■ **Record excerpts**
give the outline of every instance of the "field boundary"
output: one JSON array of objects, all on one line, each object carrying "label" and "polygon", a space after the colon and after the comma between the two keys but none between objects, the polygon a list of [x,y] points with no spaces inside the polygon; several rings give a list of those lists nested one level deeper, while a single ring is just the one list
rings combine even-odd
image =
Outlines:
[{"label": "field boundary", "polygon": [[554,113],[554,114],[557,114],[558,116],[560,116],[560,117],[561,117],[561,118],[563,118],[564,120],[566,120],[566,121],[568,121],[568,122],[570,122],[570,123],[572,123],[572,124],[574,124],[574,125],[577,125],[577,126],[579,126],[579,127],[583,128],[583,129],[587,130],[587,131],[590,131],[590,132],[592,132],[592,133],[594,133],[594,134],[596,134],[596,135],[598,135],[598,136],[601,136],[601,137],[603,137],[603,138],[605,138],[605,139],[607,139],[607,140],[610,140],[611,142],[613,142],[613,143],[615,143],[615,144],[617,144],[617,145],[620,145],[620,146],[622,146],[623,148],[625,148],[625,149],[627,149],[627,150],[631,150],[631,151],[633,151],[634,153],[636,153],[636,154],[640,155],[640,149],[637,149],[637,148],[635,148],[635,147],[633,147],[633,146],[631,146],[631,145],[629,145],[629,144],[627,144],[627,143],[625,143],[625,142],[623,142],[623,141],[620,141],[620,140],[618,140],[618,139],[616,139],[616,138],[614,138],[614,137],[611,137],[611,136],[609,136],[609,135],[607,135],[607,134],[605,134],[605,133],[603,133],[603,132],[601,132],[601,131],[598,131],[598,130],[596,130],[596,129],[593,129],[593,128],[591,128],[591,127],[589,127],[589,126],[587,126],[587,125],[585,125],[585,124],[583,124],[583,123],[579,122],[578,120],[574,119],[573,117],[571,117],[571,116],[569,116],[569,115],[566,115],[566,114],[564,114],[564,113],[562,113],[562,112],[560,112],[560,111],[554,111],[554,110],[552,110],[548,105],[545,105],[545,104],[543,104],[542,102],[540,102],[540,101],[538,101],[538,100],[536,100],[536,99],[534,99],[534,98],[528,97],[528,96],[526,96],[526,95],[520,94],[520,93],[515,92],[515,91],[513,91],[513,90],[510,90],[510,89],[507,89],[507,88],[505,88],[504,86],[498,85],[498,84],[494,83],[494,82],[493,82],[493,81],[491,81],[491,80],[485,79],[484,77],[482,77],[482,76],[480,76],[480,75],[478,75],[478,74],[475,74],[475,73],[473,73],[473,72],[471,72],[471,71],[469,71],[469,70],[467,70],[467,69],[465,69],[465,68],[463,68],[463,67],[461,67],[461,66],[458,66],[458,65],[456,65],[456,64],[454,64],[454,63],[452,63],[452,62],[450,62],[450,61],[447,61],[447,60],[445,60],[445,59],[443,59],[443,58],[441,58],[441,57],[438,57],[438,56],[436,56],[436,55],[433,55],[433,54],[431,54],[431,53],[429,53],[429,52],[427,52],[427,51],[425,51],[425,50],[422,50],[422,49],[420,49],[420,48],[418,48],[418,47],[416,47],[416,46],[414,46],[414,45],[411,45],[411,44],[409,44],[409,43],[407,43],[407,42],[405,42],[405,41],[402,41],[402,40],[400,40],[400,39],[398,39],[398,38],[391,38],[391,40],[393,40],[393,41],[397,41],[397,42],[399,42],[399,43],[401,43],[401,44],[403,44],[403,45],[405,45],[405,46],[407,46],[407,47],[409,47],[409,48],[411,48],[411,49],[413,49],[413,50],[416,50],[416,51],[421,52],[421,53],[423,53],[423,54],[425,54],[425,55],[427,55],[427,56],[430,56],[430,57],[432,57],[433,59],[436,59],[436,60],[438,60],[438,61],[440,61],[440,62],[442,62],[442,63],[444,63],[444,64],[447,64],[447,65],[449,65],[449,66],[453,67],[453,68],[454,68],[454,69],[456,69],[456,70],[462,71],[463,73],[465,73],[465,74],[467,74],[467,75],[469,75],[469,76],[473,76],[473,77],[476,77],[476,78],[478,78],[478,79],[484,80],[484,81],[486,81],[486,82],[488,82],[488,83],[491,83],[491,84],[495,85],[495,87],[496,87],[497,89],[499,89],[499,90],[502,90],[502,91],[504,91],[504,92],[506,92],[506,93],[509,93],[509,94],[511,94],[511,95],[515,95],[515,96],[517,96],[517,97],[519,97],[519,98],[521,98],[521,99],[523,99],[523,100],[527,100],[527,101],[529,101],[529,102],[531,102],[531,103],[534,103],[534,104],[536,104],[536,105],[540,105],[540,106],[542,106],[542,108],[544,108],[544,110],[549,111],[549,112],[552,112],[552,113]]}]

■ **Given request**
Restate each entry exactly, skipping none.

■ **The completed task**
give the outline of every instance of the "field boundary"
output: one JSON array of objects, all on one line, each object carrying "label" and "polygon", a space after the colon and after the comma between the two keys but none between objects, the polygon a list of [x,y] points with no spaces inside the polygon; several rings give a list of those lists nested one level deeper, while a single ring is just the one list
rings combine even-odd
image =
Outlines:
[{"label": "field boundary", "polygon": [[554,113],[554,114],[557,114],[558,116],[560,116],[560,117],[561,117],[561,118],[563,118],[564,120],[566,120],[566,121],[568,121],[568,122],[570,122],[570,123],[572,123],[572,124],[574,124],[574,125],[577,125],[577,126],[579,126],[579,127],[583,128],[583,129],[587,130],[587,131],[590,131],[590,132],[592,132],[592,133],[594,133],[594,134],[596,134],[596,135],[598,135],[598,136],[601,136],[601,137],[603,137],[603,138],[605,138],[605,139],[607,139],[607,140],[610,140],[611,142],[613,142],[613,143],[615,143],[615,144],[617,144],[617,145],[620,145],[620,146],[622,146],[623,148],[625,148],[625,149],[627,149],[627,150],[631,150],[631,151],[633,151],[634,153],[636,153],[636,154],[640,155],[640,149],[637,149],[637,148],[635,148],[635,147],[633,147],[633,146],[631,146],[631,145],[629,145],[629,144],[627,144],[627,143],[625,143],[625,142],[623,142],[623,141],[620,141],[620,140],[618,140],[618,139],[616,139],[616,138],[614,138],[614,137],[611,137],[611,136],[609,136],[609,135],[607,135],[607,134],[605,134],[605,133],[603,133],[603,132],[601,132],[601,131],[598,131],[598,130],[596,130],[596,129],[593,129],[593,128],[591,128],[591,127],[589,127],[589,126],[587,126],[587,125],[585,125],[585,124],[583,124],[583,123],[579,122],[578,120],[574,119],[573,117],[571,117],[571,116],[569,116],[569,115],[566,115],[566,114],[564,114],[564,113],[562,113],[562,112],[560,112],[560,111],[554,111],[554,110],[552,110],[548,105],[545,105],[545,104],[543,104],[542,102],[540,102],[540,101],[538,101],[538,100],[536,100],[536,99],[534,99],[534,98],[528,97],[528,96],[526,96],[526,95],[520,94],[520,93],[515,92],[515,91],[513,91],[513,90],[510,90],[510,89],[507,89],[507,88],[505,88],[504,86],[498,85],[498,84],[494,83],[494,82],[493,82],[493,81],[491,81],[491,80],[485,79],[484,77],[482,77],[482,76],[480,76],[480,75],[478,75],[478,74],[475,74],[475,73],[473,73],[473,72],[471,72],[471,71],[469,71],[469,70],[467,70],[467,69],[465,69],[465,68],[463,68],[463,67],[461,67],[461,66],[458,66],[458,65],[456,65],[456,64],[454,64],[454,63],[452,63],[452,62],[450,62],[450,61],[447,61],[447,60],[445,60],[445,59],[443,59],[443,58],[441,58],[441,57],[438,57],[438,56],[436,56],[436,55],[433,55],[433,54],[431,54],[431,53],[429,53],[429,52],[427,52],[427,51],[425,51],[425,50],[422,50],[422,49],[420,49],[420,48],[418,48],[418,47],[416,47],[416,46],[414,46],[414,45],[411,45],[411,44],[409,44],[409,43],[407,43],[407,42],[405,42],[405,41],[402,41],[402,40],[400,40],[400,39],[398,39],[398,38],[391,38],[391,40],[393,40],[393,41],[397,41],[397,42],[399,42],[399,43],[401,43],[401,44],[403,44],[403,45],[405,45],[405,46],[407,46],[407,47],[409,47],[409,48],[411,48],[411,49],[413,49],[413,50],[416,50],[416,51],[421,52],[421,53],[423,53],[423,54],[425,54],[425,55],[427,55],[427,56],[430,56],[430,57],[432,57],[433,59],[436,59],[436,60],[438,60],[438,61],[440,61],[440,62],[442,62],[442,63],[444,63],[444,64],[447,64],[447,65],[449,65],[449,66],[453,67],[453,68],[454,68],[454,69],[456,69],[456,70],[462,71],[463,73],[465,73],[465,74],[467,74],[467,75],[469,75],[469,76],[473,76],[473,77],[476,77],[476,78],[478,78],[478,79],[484,80],[484,81],[486,81],[486,82],[488,82],[488,83],[491,83],[491,84],[495,85],[495,87],[496,87],[497,89],[499,89],[499,90],[502,90],[502,91],[504,91],[504,92],[506,92],[506,93],[509,93],[509,94],[511,94],[511,95],[515,95],[515,96],[517,96],[517,97],[519,97],[519,98],[521,98],[521,99],[523,99],[523,100],[527,100],[527,101],[529,101],[529,102],[531,102],[531,103],[534,103],[534,104],[536,104],[536,105],[540,105],[540,106],[542,106],[542,108],[544,108],[544,110],[549,111],[549,112],[552,112],[552,113]]}]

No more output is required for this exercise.